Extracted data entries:

★ ★ ★ ★ ★ ★ ★

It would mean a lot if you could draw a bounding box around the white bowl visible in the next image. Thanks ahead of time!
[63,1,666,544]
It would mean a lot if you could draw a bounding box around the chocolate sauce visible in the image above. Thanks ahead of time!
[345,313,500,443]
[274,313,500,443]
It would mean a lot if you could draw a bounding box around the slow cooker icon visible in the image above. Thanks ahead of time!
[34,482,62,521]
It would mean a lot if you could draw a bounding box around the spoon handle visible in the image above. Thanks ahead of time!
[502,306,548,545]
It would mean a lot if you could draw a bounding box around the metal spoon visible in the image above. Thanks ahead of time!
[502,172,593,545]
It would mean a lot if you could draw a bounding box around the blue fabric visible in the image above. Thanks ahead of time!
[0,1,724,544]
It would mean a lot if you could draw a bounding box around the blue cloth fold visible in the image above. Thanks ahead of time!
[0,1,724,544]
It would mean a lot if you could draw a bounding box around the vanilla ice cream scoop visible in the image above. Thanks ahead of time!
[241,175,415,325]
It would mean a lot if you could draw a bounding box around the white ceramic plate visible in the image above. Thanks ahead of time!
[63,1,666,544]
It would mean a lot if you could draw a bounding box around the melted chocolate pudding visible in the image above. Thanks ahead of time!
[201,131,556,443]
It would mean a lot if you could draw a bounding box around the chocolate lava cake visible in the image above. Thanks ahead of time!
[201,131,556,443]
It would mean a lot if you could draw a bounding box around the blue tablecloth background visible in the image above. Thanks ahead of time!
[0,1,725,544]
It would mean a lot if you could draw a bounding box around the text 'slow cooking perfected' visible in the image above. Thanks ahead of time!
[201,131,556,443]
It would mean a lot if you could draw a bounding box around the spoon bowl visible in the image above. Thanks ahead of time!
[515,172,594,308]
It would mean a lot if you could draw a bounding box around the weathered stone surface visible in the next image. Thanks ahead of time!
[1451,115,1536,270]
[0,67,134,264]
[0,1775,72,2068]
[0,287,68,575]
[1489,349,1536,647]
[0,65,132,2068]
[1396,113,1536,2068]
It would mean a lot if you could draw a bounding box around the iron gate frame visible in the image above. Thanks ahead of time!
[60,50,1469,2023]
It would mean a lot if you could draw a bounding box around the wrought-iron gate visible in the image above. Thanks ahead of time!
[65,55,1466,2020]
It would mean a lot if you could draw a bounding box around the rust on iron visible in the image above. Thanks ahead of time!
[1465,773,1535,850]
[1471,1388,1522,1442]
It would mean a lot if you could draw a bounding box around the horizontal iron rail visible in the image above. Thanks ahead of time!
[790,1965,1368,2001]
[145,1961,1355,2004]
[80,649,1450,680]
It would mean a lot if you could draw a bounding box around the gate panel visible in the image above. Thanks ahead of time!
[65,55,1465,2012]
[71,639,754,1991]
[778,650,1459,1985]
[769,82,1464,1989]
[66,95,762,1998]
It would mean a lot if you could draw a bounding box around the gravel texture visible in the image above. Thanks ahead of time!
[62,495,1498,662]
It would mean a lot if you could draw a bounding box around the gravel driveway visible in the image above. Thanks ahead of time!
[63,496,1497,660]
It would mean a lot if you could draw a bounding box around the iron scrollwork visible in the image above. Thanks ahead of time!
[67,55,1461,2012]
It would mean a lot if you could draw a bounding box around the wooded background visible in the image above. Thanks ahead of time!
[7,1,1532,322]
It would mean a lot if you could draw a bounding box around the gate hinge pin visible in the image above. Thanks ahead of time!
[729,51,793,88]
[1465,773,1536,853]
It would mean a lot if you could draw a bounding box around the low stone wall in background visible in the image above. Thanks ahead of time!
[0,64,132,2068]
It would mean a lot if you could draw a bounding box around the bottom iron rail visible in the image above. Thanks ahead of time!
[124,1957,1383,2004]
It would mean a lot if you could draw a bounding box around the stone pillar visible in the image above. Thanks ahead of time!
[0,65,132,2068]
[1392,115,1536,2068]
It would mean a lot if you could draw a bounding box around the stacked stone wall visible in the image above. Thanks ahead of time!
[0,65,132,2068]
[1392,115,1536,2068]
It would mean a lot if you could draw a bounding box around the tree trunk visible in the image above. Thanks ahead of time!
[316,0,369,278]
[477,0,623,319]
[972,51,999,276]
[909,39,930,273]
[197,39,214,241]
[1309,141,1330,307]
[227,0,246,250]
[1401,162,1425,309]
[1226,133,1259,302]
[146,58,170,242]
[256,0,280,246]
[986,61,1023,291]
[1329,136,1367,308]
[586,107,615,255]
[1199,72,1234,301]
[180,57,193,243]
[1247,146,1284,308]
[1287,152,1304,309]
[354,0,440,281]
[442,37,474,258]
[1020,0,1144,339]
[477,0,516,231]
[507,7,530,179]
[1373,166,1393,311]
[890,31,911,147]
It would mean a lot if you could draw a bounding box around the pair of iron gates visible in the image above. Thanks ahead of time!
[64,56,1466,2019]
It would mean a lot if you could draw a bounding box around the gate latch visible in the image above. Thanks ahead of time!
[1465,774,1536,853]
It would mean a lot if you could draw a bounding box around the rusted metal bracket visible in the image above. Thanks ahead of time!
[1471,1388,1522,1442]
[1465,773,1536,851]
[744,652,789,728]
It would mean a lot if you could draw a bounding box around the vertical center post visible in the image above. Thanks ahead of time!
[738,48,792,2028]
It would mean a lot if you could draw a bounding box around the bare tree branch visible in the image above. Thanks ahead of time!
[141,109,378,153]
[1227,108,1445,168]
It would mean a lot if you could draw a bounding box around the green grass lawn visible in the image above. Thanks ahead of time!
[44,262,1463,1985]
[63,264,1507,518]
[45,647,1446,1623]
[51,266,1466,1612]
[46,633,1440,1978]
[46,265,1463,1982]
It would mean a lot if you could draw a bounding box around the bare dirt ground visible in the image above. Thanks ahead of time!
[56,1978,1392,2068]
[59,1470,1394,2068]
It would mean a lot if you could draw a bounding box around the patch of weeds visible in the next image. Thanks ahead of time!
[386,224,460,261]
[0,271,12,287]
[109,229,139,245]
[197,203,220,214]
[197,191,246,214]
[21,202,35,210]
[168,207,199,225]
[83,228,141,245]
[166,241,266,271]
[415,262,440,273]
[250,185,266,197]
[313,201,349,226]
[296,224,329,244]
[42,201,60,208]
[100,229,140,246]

★ ★ ★ ★ ★ ★ ★

WHAT THE TASK ASKS: Print each entry precisely. Include every line.

ANSWER BELOW:
It would mean a lot if you could draw a bounding box around the white bowl visible in the next image. Thanks ahead of time!
[63,1,666,544]
It would mean a lot if you could draw a bounding box around the chocolate sauce visible in the image above. Thanks ahead of time!
[345,313,500,443]
[274,313,500,443]
It would mean a lot if you could draw a bounding box around the slow cooker icon visible in the image above. Thanks ahead of time!
[34,482,62,521]
It would mean a lot if you could draw a bounding box around the spoon handle visible in the image above. Thanks ahead of time!
[502,306,548,545]
It would mean a lot if you could draw a bounding box around the metal spoon visible in the image above. Thanks ahead of time!
[502,172,593,545]
It would mean a lot if you could draw a bounding box around the blue fabric visible in the image above. Thanks ahead of time!
[0,1,724,544]
It would mean a lot if you could draw a bounding box around the blue cloth fold visible in the image above. Thanks ahead of time!
[0,1,724,544]
It would mean a lot if you could draw a bounding box around the vanilla ice cream scoop visible in the image above. Thanks ahead of time!
[241,175,415,325]
It would mean a lot if you could draw a bounding box around the white ceramic plate visible in the image above. Thanks ahead of time!
[63,1,666,544]
It would mean a lot if you could draw a bounding box around the melted chocolate pudding visible in the image above. Thanks ahead of time!
[201,131,556,443]
It would mean a lot if you could draw a bounding box around the chocolate lava cake visible in the image above. Thanks ahead of time!
[201,131,556,443]
It would mean a lot if you could draw a bounding box around the blue tablecloth background visible in the image above. Thanks ahead of time!
[0,1,725,544]
It would mean a lot if you could draw a bounding box around the text 'slow cooking perfected' visible in the image above. Thanks ahead of time!
[201,131,556,443]
It would mean a lot if you could draw a bounding box around the spoon bowl visible in the image above. Thanks ahead of time!
[515,172,594,308]
It would mean a lot if you could draw a bounding box around the weathered stone surface visible in the next image. Thanks ahead of time!
[1451,115,1536,270]
[0,67,134,264]
[0,1775,72,2068]
[0,287,68,575]
[1489,349,1536,647]
[0,65,132,2068]
[1396,113,1536,2068]
It would mean a lot if you could draw a bounding box around the iron gate frame visible in the image above. Thanks ahead of time!
[60,50,1469,2023]
It would mean a lot if you could draw a bounding box around the wrought-iron gate visible in the image above. Thanks ahead of time!
[65,55,1466,2020]
It would mean a lot if you could draw a bounding box around the rust on iron visible in the image above. Thanks ahead of time!
[1465,773,1535,850]
[1471,1388,1522,1442]
It would mean a lot if you could draw a bounding box around the horizontal iron rail visible in the image above. Thanks ahead of time!
[790,1965,1368,2001]
[145,1961,1355,2004]
[80,649,1450,680]
It would mean a lot if you could draw a bounding box around the gate panel visible in the image above. Thanks ahead of time!
[65,55,1465,2012]
[71,639,754,1991]
[778,650,1459,1985]
[769,82,1464,1989]
[66,95,762,1998]
It would mean a lot if you could draw a bounding box around the gravel texture visible in the image above. Thanks ahead of time!
[62,495,1498,662]
It would mean a lot if you could draw a bounding box around the gravel driveway visible in the image above. Thanks ahead of time!
[63,496,1497,660]
It would mean a lot if you could draw a bounding box around the iron scrollwork visible in the image above. Thanks ahead of time!
[67,55,1461,2012]
It would mean a lot if you could draw a bounding box around the wooded background visible in the image above. Thanks ahead of time!
[7,1,1532,322]
It would mean a lot if you could draw a bounding box around the gate hinge pin visible in the image above. Thanks ahead of time!
[729,51,793,88]
[1465,773,1536,853]
It would mean a lot if you could draw a bounding box around the low stone wall in background visible in the image above. Thanks ahead of time!
[0,64,132,2068]
It would mean a lot if you could draw a bounding box around the bottom iron rail visible in the image above. Thanks ahead of time!
[124,1957,1383,2004]
It would mean a lot if you could draw a bounding box around the stone pillar visible in the image above. Thanks ahead of time!
[0,65,132,2068]
[1392,115,1536,2068]
It would mean a lot if you could draw a bounding box around the stacked stone wall visible in the image above. Thanks ahead of time!
[0,65,132,2068]
[1392,115,1536,2068]
It would mean a lot if you could draw a bounding box around the tree trunk visible in the image above. Thanks ahead of time!
[316,0,369,278]
[477,0,623,319]
[972,51,999,276]
[909,39,930,273]
[197,39,214,241]
[1309,141,1330,307]
[227,0,246,250]
[1401,162,1425,309]
[1226,133,1259,302]
[146,58,170,242]
[256,0,280,246]
[986,61,1023,291]
[1329,136,1367,308]
[586,107,615,255]
[1199,72,1234,301]
[180,57,193,243]
[1247,146,1284,308]
[1287,152,1304,309]
[354,0,440,281]
[442,37,474,258]
[1020,0,1144,339]
[477,0,516,231]
[507,7,530,179]
[1373,166,1393,311]
[890,31,911,147]
It would mean a lot if you could draw a bounding box around the pair of iron gates visible in the image above. Thanks ahead of time!
[64,56,1466,2019]
It would mean a lot if you could draw a bounding box around the gate latch visible in the image above. Thanks ahead of time!
[1465,774,1536,853]
It would mean a lot if you could draw a bounding box around the rusted metal bracket visible in the image above. Thanks ahead of time!
[1471,1388,1522,1442]
[1465,773,1536,851]
[744,652,789,728]
It would mean a lot if you could draw a bounding box around the vertical center post visible in the image above. Thanks ahead of time!
[738,48,792,2028]
It would mean a lot if you could draw a bounding box around the bare tree branch visible in the image above. Thanks ahead of time!
[141,109,378,153]
[1227,108,1445,168]
It would mean a lot if you could draw a bounding box around the green grass lawn visible in the image above. Thanks ahead of time!
[44,262,1463,1985]
[63,264,1507,518]
[45,647,1446,1623]
[51,266,1466,1612]
[46,633,1440,1978]
[46,265,1463,1982]
It would mean a lot if you could draw a bounding box around the bare dirt ground visible in the image above. Thanks ahead of time!
[56,1978,1392,2068]
[59,1470,1394,2068]
It would mean a lot if you could draw a bounding box around the patch of weeds visible in the next image. Thanks ahead of time!
[386,224,460,261]
[0,271,12,287]
[109,229,139,245]
[197,203,220,214]
[197,191,246,214]
[21,202,35,210]
[168,207,199,225]
[83,228,141,245]
[166,241,266,271]
[415,262,440,273]
[250,185,266,197]
[313,201,349,226]
[296,224,329,244]
[42,201,60,208]
[100,229,140,246]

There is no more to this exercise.